• Excerpted passage:
-=-=-

Becoming a smarter city implies giving priority to investments in technology while technology-poor affordable housing or sewage systems are arguably more urgent in many of the world’s cities. Priority-making is of course not an apolitical matter, but the very core of municipal politics”.Ola Söderström, Till Paasche and Francisco Klauser - Smart cities as corporate storytelling
The myth of technological sufficiency: over-representation of technology hides the need to address non-technological issues that are the core part of most urban conflicts, and how design, regulation, politics, social behaviour and so on imprint a more profound trace in urban life problems than infrastructures.
The broader point is that not one of the technological interventions we encounter in these visions is autonomous. If the way we actually experience touchless entry systems, CCTV cameras, dynamic parking schemes, adaptive recycling bins and the other smart-city paraphernalia we´re routinely presented with depends on the specific performative qualities of the technical systems involved, it also depends on the ways in which these qualities mesh, or fail to mesh, with local practices, activities, laws and habits. All of these operate in ensemble to produce meaning. The minutiae of business models, pricing plans, tariffs, spectrum-allocation policy, or the internal organization of bureaucracies will have as much to do with a given presentation´s prospects for success as anything listed on a product spec sheet. And this makes individual technologies very, very hard to dissect out, consider in isolation or successfully transplant”. Adam Greenfield – Against the smart city

The myth of the intrinsic desirability, or how the ideology of technological enthusiasm infiltrates the message of “Do you really want to be the last one to be smart”?

-=-=-

• Entries shown:
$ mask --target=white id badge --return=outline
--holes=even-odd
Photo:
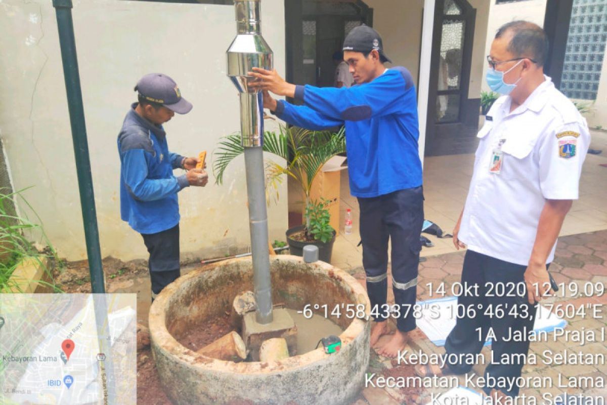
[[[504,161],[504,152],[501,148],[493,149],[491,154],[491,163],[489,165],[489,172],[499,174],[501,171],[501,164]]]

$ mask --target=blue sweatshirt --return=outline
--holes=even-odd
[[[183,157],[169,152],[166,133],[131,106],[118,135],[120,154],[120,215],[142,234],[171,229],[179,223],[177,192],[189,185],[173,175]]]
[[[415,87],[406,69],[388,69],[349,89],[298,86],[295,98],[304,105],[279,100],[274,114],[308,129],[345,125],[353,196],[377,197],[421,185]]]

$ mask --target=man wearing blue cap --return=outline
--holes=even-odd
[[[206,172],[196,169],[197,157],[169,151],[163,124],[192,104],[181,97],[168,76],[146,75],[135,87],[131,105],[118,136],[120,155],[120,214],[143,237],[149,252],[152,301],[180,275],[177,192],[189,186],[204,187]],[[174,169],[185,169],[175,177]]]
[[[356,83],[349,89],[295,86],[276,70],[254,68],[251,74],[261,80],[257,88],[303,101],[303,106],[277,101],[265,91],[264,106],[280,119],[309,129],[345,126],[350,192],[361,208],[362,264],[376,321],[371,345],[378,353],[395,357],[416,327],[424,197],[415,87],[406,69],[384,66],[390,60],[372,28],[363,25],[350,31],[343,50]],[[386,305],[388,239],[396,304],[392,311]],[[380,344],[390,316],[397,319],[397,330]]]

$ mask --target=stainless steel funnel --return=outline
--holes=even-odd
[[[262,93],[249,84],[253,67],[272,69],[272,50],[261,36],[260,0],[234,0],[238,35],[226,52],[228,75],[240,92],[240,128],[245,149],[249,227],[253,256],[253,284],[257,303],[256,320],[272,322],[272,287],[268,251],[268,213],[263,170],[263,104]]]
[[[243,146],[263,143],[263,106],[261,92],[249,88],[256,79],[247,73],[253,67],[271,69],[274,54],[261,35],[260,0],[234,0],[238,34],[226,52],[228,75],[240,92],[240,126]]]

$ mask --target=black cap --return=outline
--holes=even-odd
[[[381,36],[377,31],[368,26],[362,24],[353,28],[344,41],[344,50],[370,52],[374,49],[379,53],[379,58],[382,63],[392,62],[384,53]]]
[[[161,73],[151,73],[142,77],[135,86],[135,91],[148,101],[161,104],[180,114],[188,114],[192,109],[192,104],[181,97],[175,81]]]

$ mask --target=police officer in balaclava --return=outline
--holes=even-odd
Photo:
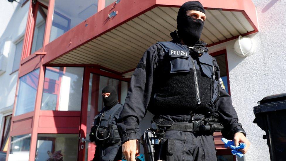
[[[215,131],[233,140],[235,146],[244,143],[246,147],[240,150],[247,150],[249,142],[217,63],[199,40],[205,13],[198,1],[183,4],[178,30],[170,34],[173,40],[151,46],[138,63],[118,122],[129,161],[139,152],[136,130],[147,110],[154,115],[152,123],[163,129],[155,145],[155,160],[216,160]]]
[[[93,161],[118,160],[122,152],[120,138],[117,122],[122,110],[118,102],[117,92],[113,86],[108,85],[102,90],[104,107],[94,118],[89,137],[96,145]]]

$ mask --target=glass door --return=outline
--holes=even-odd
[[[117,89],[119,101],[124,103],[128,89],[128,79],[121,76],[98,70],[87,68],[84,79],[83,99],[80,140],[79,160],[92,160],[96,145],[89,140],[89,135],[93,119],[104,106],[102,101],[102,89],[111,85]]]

-=-=-

• List of tasks:
- 1) List the smart-city technologies that the passage on smart cities names as examples of what people routinely experience.
- 2) Reproduce the passage on smart cities starting with "Becoming a smarter" and going on through "problems than infrastructures.".

• Solved problems:
- 1)
- touchless entry systems
- CCTV cameras
- dynamic parking schemes
- adaptive recycling bins

- 2)
Becoming a smarter city implies giving priority to investments in technology while technology-poor affordable housing or sewage systems are arguably more urgent in many of the world’s cities. Priority-making is of course not an apolitical matter, but the very core of municipal politics”.Ola Söderström, Till Paasche and Francisco Klauser - Smart cities as corporate storytelling
The myth of technological sufficiency: over-representation of technology hides the need to address non-technological issues that are the core part of most urban conflicts, and how design, regulation, politics, social behaviour and so on imprint a more profound trace in urban life problems than infrastructures.